# [Task requirements]
Beginning at the line with "Pointing guideline: for each instance of the green leaf", output each line to the end of the listing below exactly, please.

— begin —

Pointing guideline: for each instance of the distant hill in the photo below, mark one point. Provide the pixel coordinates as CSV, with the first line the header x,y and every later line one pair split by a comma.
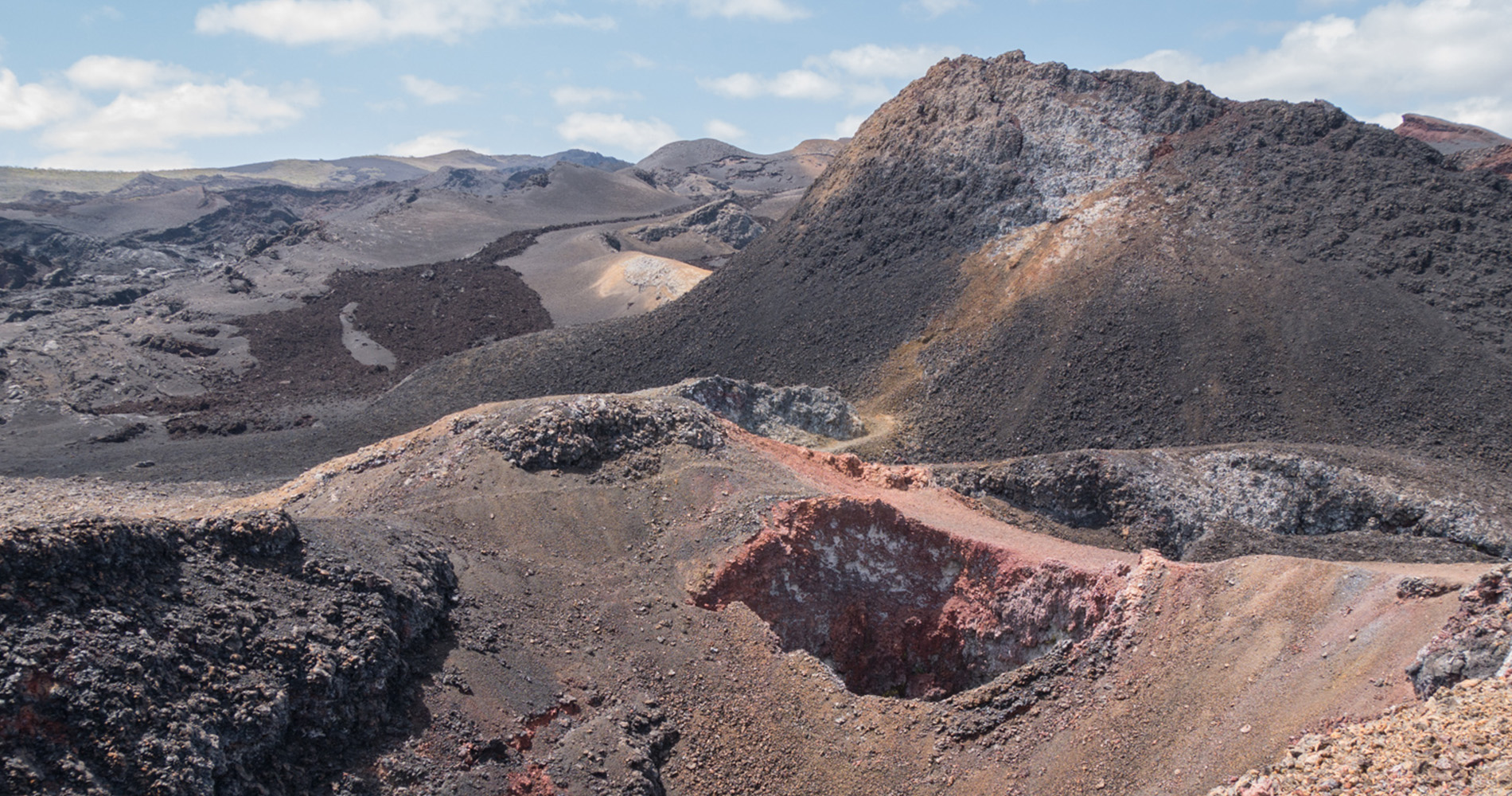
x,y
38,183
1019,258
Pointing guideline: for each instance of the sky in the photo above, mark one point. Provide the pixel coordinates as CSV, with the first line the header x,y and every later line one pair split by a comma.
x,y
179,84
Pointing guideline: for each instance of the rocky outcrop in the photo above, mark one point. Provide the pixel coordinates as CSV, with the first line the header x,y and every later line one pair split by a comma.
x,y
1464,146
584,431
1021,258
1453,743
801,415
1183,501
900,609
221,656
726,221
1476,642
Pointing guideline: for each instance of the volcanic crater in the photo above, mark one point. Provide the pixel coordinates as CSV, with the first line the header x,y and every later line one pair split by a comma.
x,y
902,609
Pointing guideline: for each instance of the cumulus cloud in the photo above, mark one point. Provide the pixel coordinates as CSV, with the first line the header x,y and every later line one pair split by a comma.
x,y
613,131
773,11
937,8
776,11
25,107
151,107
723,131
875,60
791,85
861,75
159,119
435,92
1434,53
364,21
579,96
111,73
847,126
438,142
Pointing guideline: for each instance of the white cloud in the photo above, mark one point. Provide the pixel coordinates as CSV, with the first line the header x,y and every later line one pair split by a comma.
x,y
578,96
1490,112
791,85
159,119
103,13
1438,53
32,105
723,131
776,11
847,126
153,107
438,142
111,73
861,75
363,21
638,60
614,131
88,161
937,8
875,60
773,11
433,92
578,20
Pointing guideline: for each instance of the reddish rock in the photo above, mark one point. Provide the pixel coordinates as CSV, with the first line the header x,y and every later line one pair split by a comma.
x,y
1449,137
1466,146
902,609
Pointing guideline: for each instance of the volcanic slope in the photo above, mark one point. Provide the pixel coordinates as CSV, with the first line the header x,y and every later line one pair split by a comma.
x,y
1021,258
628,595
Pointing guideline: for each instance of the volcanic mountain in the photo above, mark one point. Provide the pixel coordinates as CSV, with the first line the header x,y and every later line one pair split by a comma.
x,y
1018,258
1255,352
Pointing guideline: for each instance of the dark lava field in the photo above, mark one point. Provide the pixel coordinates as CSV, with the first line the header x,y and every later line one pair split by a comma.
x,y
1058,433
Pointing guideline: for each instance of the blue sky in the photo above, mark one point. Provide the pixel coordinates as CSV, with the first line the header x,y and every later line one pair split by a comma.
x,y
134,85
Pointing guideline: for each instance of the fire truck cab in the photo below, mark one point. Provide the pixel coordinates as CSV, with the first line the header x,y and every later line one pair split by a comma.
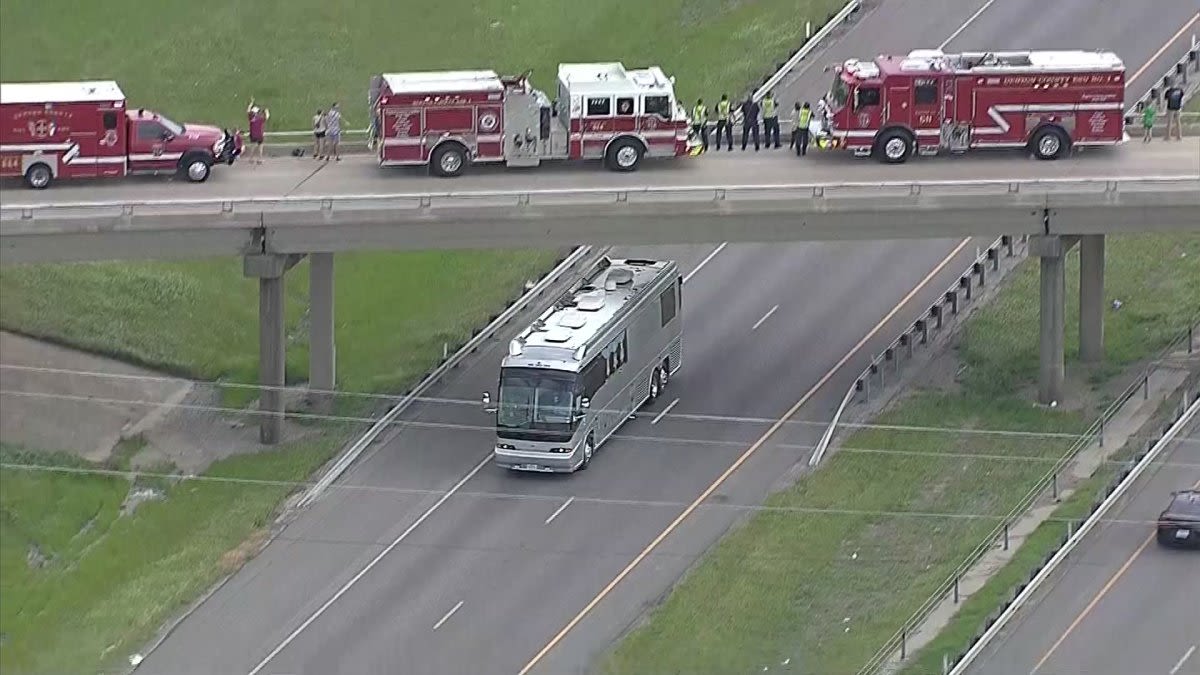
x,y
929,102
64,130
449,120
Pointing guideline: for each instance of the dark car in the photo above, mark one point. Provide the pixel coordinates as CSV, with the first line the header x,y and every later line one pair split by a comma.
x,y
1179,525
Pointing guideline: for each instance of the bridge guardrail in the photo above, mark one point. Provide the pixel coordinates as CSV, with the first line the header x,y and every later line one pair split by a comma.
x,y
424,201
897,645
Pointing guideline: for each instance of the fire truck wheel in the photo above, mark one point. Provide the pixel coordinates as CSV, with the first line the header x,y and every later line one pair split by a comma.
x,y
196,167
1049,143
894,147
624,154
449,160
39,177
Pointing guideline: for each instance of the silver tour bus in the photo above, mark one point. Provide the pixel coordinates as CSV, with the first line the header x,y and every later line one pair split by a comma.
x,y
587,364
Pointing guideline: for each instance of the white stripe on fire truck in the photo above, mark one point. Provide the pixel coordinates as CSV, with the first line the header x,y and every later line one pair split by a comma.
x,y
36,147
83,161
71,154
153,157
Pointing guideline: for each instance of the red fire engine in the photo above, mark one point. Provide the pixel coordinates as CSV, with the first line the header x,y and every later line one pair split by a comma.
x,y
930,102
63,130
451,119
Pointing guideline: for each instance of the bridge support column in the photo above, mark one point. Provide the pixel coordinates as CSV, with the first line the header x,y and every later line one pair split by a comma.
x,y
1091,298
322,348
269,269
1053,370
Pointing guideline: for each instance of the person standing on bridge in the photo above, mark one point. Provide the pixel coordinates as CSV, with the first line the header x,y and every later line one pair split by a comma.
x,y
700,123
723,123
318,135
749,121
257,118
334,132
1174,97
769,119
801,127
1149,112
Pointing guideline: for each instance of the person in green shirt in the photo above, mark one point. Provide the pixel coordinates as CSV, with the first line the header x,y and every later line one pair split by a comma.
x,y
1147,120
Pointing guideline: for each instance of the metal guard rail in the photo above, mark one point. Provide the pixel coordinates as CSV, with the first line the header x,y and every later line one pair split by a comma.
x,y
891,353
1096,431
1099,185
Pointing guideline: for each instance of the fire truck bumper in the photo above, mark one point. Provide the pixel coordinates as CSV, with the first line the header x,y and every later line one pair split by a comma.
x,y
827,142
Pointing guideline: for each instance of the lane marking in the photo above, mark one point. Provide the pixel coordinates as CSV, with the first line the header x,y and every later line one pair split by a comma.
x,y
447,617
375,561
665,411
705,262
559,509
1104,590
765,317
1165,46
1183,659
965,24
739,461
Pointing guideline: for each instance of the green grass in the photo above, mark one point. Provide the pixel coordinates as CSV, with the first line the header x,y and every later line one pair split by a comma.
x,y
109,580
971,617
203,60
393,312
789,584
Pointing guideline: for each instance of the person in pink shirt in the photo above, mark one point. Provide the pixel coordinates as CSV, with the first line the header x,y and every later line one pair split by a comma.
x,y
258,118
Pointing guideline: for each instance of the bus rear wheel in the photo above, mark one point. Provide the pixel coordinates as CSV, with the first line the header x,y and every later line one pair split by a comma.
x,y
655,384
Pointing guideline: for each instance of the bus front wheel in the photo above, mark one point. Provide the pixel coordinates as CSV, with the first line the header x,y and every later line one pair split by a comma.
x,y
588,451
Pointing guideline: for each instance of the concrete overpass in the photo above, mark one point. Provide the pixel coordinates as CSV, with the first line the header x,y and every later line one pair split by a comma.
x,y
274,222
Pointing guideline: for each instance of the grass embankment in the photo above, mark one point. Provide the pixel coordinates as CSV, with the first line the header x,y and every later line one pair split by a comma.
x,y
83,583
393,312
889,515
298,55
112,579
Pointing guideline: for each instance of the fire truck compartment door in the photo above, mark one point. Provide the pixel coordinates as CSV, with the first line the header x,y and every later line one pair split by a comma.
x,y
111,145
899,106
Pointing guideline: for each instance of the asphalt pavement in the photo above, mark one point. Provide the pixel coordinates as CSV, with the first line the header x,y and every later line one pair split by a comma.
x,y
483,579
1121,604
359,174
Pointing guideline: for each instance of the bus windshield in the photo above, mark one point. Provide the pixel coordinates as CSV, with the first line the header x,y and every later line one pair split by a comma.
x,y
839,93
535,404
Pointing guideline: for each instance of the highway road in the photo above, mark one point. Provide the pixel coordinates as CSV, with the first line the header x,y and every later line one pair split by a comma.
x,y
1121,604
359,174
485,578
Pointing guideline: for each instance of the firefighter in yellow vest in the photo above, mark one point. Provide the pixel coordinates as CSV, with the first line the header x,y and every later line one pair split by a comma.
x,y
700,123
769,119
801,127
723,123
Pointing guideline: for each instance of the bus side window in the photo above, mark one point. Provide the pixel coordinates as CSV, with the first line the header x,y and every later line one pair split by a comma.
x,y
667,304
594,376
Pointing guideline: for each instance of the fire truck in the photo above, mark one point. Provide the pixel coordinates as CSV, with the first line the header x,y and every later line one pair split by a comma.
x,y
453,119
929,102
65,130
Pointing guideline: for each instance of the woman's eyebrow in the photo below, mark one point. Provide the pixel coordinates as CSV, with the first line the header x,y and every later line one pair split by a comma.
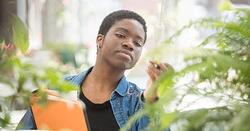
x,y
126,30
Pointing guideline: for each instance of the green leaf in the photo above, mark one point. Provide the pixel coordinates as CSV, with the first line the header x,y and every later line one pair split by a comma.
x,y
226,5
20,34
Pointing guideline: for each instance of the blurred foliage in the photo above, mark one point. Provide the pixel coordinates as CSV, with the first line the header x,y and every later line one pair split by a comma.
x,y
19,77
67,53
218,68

— end —

# [Result of the exercise]
Pointing guideline: for each instance of the green leaf in the photo above, mark one point. Provide the pixel coordinates as CSV, with the first line the header x,y and every later line one pair split by a comma.
x,y
226,5
20,34
Pointing guideline: for each instance of the blurred foliage in the photo above, mark one point. Provide the pixel coordinates as CSV, with the first line the header x,y and every later line one pair split by a comma.
x,y
19,77
67,53
218,68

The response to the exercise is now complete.